** start of Input rows **

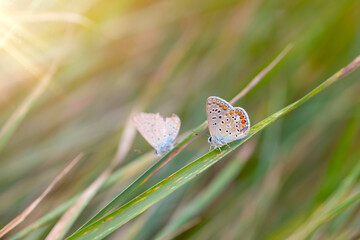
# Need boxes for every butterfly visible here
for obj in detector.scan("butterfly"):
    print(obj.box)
[206,96,250,148]
[133,113,181,156]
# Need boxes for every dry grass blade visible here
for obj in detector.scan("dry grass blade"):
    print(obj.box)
[0,153,83,238]
[0,61,58,150]
[75,41,290,229]
[46,33,191,239]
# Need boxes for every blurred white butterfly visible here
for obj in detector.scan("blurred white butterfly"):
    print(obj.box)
[133,113,181,156]
[206,97,250,148]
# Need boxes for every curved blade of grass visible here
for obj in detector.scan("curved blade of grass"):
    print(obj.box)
[288,150,360,240]
[76,44,292,229]
[155,142,255,239]
[46,31,192,239]
[9,152,155,240]
[0,154,83,238]
[68,56,360,239]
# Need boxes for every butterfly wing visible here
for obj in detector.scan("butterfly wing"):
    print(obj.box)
[206,97,250,143]
[133,113,181,152]
[133,113,161,149]
[164,114,181,143]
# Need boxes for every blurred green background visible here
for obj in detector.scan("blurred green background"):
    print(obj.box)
[0,0,360,239]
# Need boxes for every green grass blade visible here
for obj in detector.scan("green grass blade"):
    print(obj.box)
[76,44,292,229]
[68,56,360,239]
[156,145,253,239]
[10,152,155,240]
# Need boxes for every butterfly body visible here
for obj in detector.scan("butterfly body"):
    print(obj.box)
[206,97,250,148]
[133,113,181,156]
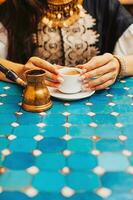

** end of Input rows **

**Task details**
Rewrite all the lines in the entries above as a JSON list of strings, with one string per line and no blank lines. Leave the pictures out.

**Full response**
[
  "# Need boxes for every butterfly visible here",
  "for obj in detector.scan(\"butterfly\"):",
  "    print(obj.box)",
  "[206,96,250,148]",
  "[133,113,181,156]",
  "# Need boxes for every dry grass blade visible here",
  "for obj in detector.scan(\"dry grass blade\"):",
  "    print(obj.box)",
  "[0,153,83,238]",
  "[0,61,58,150]",
  "[75,41,290,229]",
  "[46,33,191,239]",
  "# Need boxes for every blurred white butterfly visible here",
  "for obj in detector.scan(\"blurred white butterfly\"):",
  "    print(obj.box)",
  "[133,113,181,156]",
  "[206,97,250,148]",
  "# Need boxes for every curved blade of grass visible here",
  "for obj in detector.scan(\"curved blade of grass\"):",
  "    print(obj.box)",
  "[288,150,360,240]",
  "[76,44,292,229]",
  "[155,142,255,239]",
  "[46,31,192,239]",
  "[9,152,155,240]",
  "[0,154,83,238]",
  "[68,56,360,239]",
  "# Need boxes for every butterfly wing visible here",
  "for obj in detector.scan(\"butterfly wing\"):",
  "    print(obj.box)",
  "[206,97,250,143]",
  "[133,113,181,152]",
  "[133,113,161,149]",
  "[164,114,181,143]",
  "# Need boxes for every blurred green background visible here",
  "for obj in detector.scan(\"blurred green background\"):",
  "    print(obj.box)",
  "[0,0,360,239]",
  "# Need boxes for every green grass blade visible here",
  "for obj in detector.scan(\"green grass blade\"):",
  "    print(obj.box)",
  "[76,44,292,229]",
  "[68,56,360,239]",
  "[156,145,253,239]",
  "[10,152,155,240]",
  "# Need boxes for every butterfly body visible here",
  "for obj in detector.scan(\"butterfly body\"):",
  "    print(obj.box)",
  "[206,97,250,148]",
  "[133,113,181,156]"
]